======== VORLIEGENDER TEXT ========

Poetry Slam in der 12c: Selbstbewusst, ironisch, persönlich – und durchweg grandios!

Poetry Slam in der 12c: Selbstbewusst, ironisch, persönlich – und durchweg grandios!

(c) Foto: Trust „Tru“ Katsande/Unsplash

Schon mal vom „Poetry Slam“ gehört? Dabei handelt sich um einen Wettstreit mit selbst verfassten und oftmals ganz persönlichen Texten. An solchen Texten haben sich die Schülerinnen und Schüler des Deutschkurses der 12 c Rahmen des Pflichtmoduls „Vielfalt lyrischen Sprechens“ versucht – und dabei ganz erstaunliche Resultate getextet. „Während des Schreibprozesses fiel mir die aufkommende Euphorie und Intensität in der Beschäftigung mit dem eigenen Text positiv auf“, berichtet Kursleiterin Mona Krysewski. Das Projekt habe richtig Fahrt aufgenommen. Die Krönung sei die selbstbewusste, ironische und teils sarkastischen Präsentation der eigenen Slamtexte durch die mutigen und teils selbst sehr belustigten Schülerinnen und Schüler der 12c gewesen. Laut eigener Aussage fühlten sich alle bei der Präsentation ihrer Texte wohl und hätten im Vorfeld nicht gedacht, dass sie die Beschäftigung mit Poetry Slam so begeistern könnte.

======== GEGEBENE DATEN ========

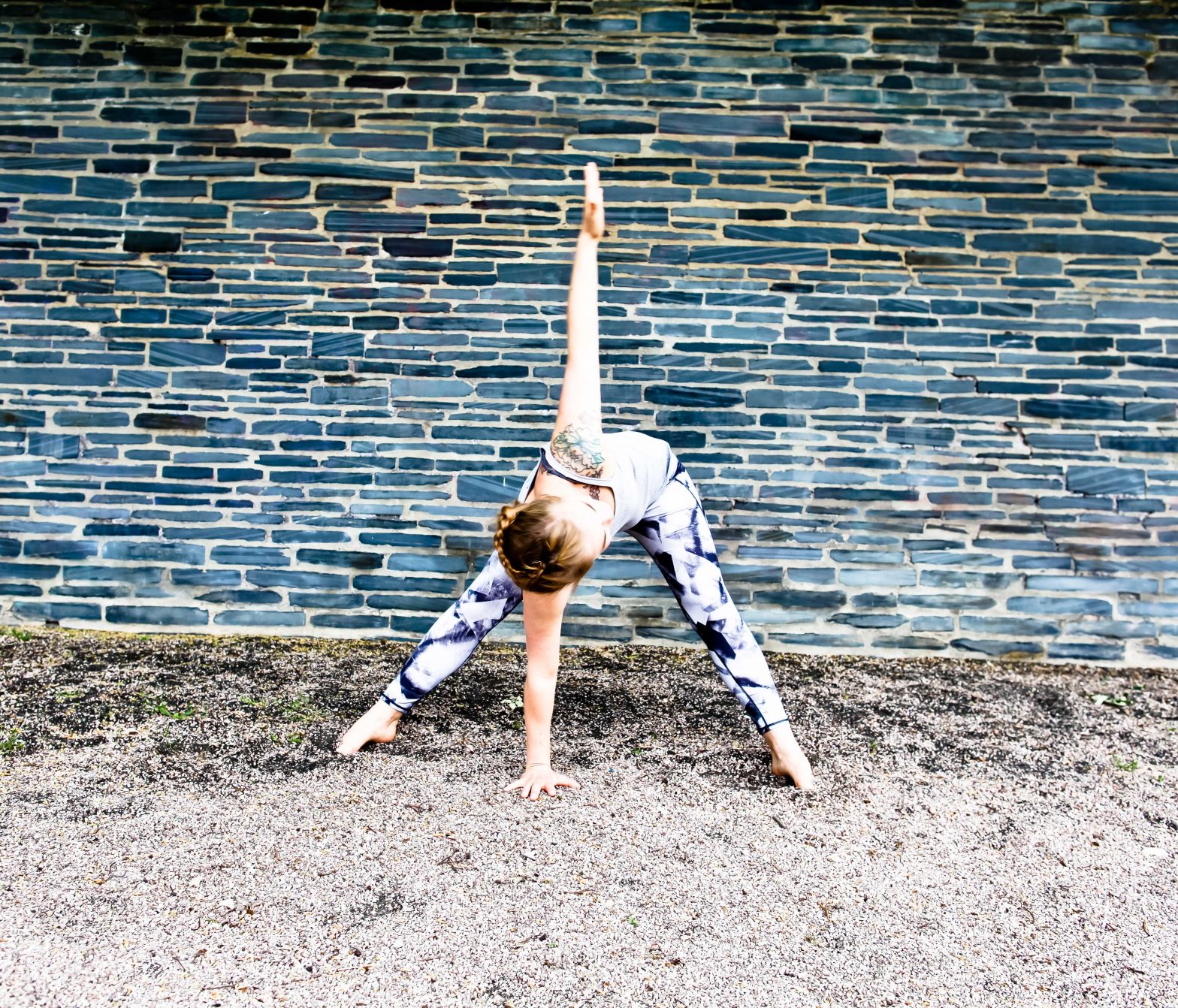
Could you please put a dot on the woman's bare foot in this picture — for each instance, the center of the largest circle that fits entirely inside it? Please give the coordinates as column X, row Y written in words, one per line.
column 379, row 723
column 788, row 759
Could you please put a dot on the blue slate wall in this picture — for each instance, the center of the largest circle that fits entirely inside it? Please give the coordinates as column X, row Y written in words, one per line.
column 284, row 291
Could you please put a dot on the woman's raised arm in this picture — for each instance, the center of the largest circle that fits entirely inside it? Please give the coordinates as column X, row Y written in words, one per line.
column 576, row 438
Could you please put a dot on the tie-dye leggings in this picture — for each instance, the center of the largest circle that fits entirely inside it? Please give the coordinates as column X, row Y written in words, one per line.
column 675, row 533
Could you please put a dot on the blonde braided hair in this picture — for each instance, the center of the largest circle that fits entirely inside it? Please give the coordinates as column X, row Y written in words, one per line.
column 541, row 551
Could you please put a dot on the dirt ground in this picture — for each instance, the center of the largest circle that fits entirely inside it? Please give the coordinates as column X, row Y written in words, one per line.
column 178, row 831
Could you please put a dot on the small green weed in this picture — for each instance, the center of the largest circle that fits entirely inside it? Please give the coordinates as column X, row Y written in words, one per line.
column 1117, row 700
column 68, row 694
column 10, row 744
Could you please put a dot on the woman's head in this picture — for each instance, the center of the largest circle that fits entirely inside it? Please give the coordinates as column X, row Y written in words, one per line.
column 549, row 542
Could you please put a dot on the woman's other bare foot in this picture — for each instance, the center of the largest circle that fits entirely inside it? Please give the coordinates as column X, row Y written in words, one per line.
column 788, row 759
column 379, row 723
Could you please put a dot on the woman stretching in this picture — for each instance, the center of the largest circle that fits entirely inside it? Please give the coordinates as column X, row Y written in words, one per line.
column 587, row 487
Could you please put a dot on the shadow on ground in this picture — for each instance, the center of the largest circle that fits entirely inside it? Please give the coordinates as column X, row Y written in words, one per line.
column 199, row 708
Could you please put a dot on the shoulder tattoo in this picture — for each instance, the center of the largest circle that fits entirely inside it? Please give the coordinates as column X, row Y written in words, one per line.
column 578, row 446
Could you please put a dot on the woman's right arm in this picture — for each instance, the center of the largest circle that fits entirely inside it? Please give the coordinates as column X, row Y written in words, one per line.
column 542, row 616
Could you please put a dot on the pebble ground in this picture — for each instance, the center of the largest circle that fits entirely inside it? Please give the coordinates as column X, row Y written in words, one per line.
column 178, row 831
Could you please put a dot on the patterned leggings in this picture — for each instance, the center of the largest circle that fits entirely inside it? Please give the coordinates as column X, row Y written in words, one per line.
column 675, row 533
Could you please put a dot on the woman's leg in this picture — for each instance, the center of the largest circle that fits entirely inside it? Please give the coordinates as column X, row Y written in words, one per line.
column 455, row 635
column 675, row 533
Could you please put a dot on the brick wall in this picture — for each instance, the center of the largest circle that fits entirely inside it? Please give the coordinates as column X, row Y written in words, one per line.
column 284, row 290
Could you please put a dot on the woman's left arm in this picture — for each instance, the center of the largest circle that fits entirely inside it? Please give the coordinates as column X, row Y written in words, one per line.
column 576, row 438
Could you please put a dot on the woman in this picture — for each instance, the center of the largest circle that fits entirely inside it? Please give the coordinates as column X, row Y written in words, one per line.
column 586, row 487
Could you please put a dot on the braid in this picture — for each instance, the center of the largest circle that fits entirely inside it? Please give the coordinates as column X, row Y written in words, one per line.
column 543, row 542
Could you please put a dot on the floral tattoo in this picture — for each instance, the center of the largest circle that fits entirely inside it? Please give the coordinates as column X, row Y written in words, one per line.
column 578, row 446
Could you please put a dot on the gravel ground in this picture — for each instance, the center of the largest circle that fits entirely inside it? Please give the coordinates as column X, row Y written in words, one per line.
column 180, row 831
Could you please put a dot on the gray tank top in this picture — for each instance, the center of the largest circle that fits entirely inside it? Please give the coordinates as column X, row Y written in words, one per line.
column 643, row 466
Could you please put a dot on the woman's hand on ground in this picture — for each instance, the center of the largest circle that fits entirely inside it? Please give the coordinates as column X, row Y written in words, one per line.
column 537, row 780
column 593, row 222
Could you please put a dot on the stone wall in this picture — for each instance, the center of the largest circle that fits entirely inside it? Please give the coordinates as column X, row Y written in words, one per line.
column 284, row 285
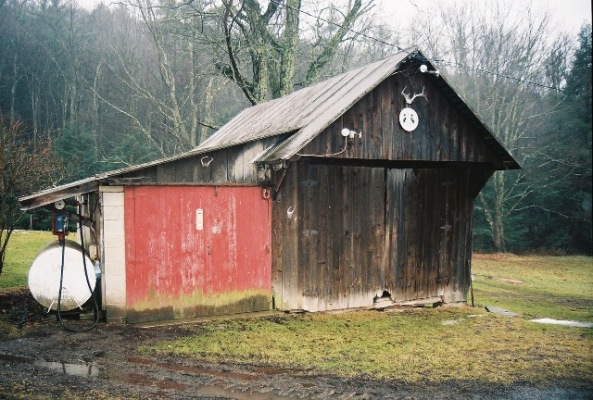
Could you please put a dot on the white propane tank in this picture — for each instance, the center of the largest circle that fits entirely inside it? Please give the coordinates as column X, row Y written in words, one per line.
column 44, row 276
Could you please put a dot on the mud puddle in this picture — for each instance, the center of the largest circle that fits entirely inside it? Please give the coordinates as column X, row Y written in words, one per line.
column 90, row 370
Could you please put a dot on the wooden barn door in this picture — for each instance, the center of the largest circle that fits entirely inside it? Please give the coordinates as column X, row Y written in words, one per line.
column 195, row 251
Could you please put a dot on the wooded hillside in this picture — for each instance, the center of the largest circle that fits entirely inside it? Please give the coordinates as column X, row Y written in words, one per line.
column 124, row 84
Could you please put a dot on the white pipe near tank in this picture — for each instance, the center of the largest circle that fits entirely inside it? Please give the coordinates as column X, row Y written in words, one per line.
column 44, row 276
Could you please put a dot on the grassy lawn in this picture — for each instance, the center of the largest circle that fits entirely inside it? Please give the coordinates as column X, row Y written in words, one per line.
column 426, row 344
column 23, row 247
column 536, row 286
column 412, row 345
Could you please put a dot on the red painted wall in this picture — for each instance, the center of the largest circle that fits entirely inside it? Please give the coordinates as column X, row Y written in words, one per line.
column 174, row 269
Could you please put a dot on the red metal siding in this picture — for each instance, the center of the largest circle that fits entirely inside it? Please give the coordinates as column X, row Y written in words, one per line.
column 176, row 270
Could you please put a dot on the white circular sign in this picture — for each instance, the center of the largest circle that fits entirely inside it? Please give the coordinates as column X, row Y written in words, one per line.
column 408, row 119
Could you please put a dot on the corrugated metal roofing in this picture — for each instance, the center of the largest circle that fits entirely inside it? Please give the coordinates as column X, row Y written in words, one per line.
column 306, row 112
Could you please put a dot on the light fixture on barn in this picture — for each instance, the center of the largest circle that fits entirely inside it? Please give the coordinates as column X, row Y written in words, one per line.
column 206, row 160
column 67, row 264
column 408, row 118
column 346, row 134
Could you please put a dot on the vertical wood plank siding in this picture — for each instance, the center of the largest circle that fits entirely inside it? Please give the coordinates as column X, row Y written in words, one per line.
column 362, row 229
column 442, row 135
column 359, row 231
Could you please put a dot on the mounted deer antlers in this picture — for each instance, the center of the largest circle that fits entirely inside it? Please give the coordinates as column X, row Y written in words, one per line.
column 410, row 100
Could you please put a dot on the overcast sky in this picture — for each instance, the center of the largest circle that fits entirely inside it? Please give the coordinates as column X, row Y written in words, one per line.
column 569, row 15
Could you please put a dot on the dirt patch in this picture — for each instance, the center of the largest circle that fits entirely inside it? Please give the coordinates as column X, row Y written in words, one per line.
column 48, row 362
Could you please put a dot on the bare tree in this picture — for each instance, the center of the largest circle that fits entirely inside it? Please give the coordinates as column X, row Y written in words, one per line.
column 24, row 167
column 261, row 43
column 499, row 56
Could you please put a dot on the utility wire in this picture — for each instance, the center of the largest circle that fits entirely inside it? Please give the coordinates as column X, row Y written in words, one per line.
column 401, row 49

========

## ARBEITSAUFTRAG
Setzen Sie den Bericht über den Poetry Slam in der 12c im Anschluss an seinen letzten Satz fort.

## ANTWORTBEREICH
Zwei Beispiele gefällig?

Landwirtschaft (getextet von Tim)

Landwirtschaft. Klingt jetzt erstmal langweilig, ist es aber nicht. Notwendig dabei sind ganz verschiedene Denkweisen und Herangehensweisen. Ich möchte jetzt etwas darüber erzählen. Dazu blicken wir jetzt auf unseren guten alten Freund Matthias, auch Matze genannt.

Montagmorgen 6.30 Uhr: Der Hahn kräht mit dem ersten Sonnenstrahl. „Mistviech“, denkt sich Matze und stellt seinen Wecker aus. „Stille, schweigen – schlafen; wäre jetzt schön“, murmelt Matze. Er bewegt sich behäbig aus seinem Bett und geht ins Bad. Morgenroutine nennt sich das, denkt er beim Zähneputzen.

7.00 Uhr: Kaffee gießt er sich in eine Kaffeetasse. Frühstücken geht auch später. Naja muss ja…

An dieser Stelle sollte erwähnt werden, dass Matze schon lange keine Kühe oder anderes Nutzvieh hält. Isegrim tat dem sein Letztes.

7.30 Uhr: Die Kaffeetasse ist geleert und die Zeitung gelesen. „Geldsegen für die Landwirtschaft?“, heißt die heutige Überschrift. „Für wen?“, fragt sich Matze, „meine ganz bestimmt nicht!“

Matze ist übel gelaunt… Schon seit letztem September. Landwirtschaftsminister Hofreiter wollte mit einem gewaltigen Förderprogramm die Landwirtschaft stützen und die Papageien-Haltung erleichtern. Pflanzenschutzmittel sind verboten. Technologischer Fortschritt wird ignoriert.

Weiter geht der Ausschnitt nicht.